Stored data entries
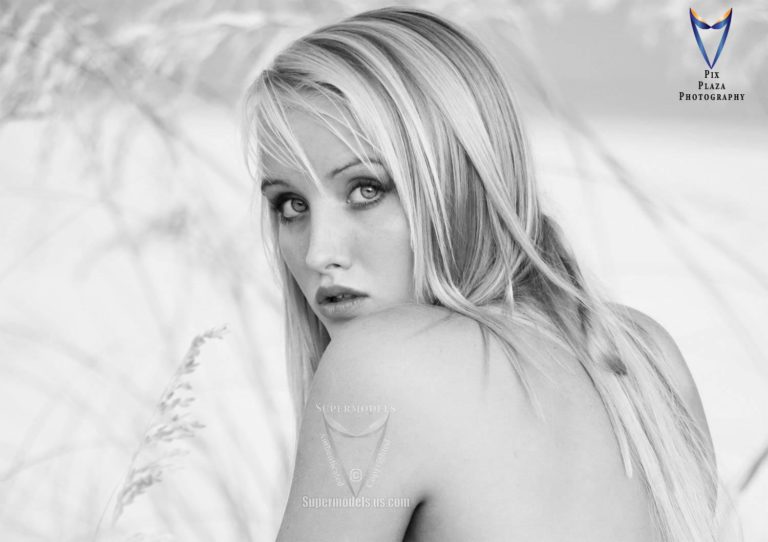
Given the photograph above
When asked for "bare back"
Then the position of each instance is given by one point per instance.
(512, 475)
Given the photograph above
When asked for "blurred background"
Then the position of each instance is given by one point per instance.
(129, 228)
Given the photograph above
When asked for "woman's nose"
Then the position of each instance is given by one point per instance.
(329, 240)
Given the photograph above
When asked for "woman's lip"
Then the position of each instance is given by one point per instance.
(344, 309)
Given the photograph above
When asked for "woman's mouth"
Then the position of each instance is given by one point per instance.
(339, 303)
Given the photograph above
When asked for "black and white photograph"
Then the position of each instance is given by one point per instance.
(351, 270)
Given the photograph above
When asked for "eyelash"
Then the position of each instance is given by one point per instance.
(277, 203)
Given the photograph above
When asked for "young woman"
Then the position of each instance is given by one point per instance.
(459, 378)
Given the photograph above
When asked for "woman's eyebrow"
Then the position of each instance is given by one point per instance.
(366, 160)
(267, 182)
(271, 182)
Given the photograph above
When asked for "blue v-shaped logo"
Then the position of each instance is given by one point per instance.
(698, 23)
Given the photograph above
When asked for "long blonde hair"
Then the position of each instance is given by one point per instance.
(434, 106)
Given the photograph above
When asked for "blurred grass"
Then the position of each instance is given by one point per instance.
(129, 230)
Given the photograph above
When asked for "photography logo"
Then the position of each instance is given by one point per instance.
(697, 23)
(712, 87)
(359, 452)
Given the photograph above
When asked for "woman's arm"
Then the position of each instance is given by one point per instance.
(362, 462)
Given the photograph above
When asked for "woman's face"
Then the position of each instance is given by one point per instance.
(347, 242)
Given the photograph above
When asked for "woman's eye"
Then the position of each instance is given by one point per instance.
(291, 208)
(365, 194)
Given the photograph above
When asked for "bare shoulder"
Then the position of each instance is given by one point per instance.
(673, 362)
(381, 400)
(399, 351)
(422, 361)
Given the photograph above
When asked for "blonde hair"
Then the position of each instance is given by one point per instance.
(441, 118)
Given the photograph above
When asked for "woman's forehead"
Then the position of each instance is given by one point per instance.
(318, 139)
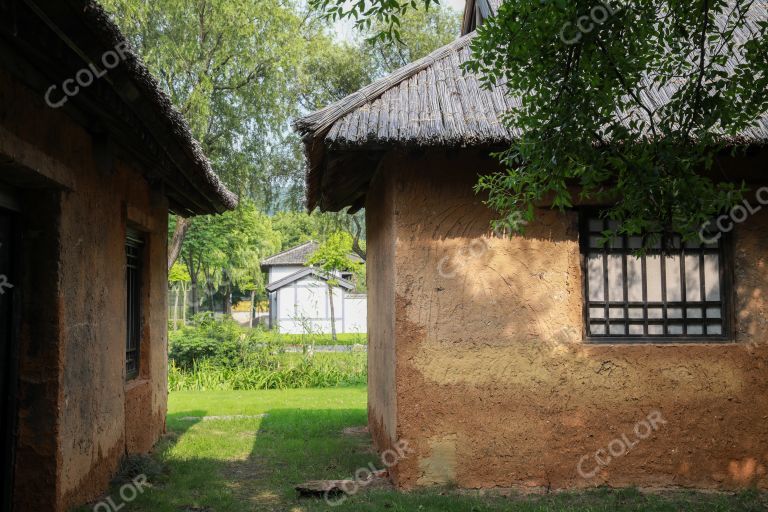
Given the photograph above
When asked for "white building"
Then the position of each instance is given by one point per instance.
(299, 296)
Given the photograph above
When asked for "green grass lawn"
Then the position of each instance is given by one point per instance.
(342, 338)
(252, 464)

Brief - Leave out the pictures and transcribe the entries above exactly.

Result below -
Given the photograph above
When asked for "bare back"
Then the position of each instance is given by one point per instance.
(512, 475)
Given the photograph above
When asked for "blurred background"
Then the position of each instance is given by one point per instance.
(129, 228)
Given the photograph above
When asked for "woman's nose"
Then the position of each instance is given by one point per instance.
(329, 240)
Given the photograph above
When asked for "woman's lip"
Then the position of each instance is given by one point per instance.
(344, 309)
Given the photograph above
When asked for "woman's mouth"
Then the position of each instance is given by one point per instance.
(339, 303)
Given the photograph above
When asked for "black and white photograph"
Then the position of each instance is given by one point per instance.
(351, 270)
Given the photograph above
When asked for "eyelash"
Then the position of each instance is given by one point per instance.
(277, 203)
Given the photograph above
When asked for "young woman"
Then the position of each instance is given by one point per instance.
(459, 378)
Given the photograph above
When asked for "woman's eyebrow"
Then the position of each instance is given by one point per instance.
(366, 160)
(267, 182)
(271, 182)
Given the photograph above
When asked for "blue v-shaped logo"
Then the position of each instance is given by one point per instance.
(698, 23)
Given the photograph above
When asked for "long blonde hair"
Then the position of each instance is given by one point per instance.
(434, 106)
Given the photograph above
When asked for "blurred grass"
Then the position of each instance is given by one point per instance.
(129, 230)
Given the photograph above
When asked for "photography logo"
Then the position of each instance is given by one point per instance.
(697, 23)
(712, 87)
(359, 452)
Given the photograph above
When asked for "woman's arm"
Then the position of each instance is given by one point per instance.
(362, 462)
Given the photograph above
When asked for "woman's face"
Then the position of each instance is given by one point per instance.
(347, 242)
Given the photograph above
When asked for "woman's eye"
Then the position of each instance is given by one point per instance.
(291, 208)
(365, 194)
Given the photograph above
When asked for "bare shoulder"
Then the position of each instance is given by one point per instance.
(673, 362)
(381, 400)
(399, 351)
(422, 361)
Given the photograph above
When asked for "blonde hair"
Then the position of each instance is given by one point per instance.
(441, 118)
Given the photograph above
When asked for "woman's forehead"
Then the position of each instance is given by one point per instance.
(318, 139)
Given the photograph above
When asked for "white building"
Then the position of each instance is given by one point per instance.
(299, 296)
Given the photograph above
When asked for "green grass lawn"
Then the position of each instance is given by one point per instance.
(342, 338)
(252, 464)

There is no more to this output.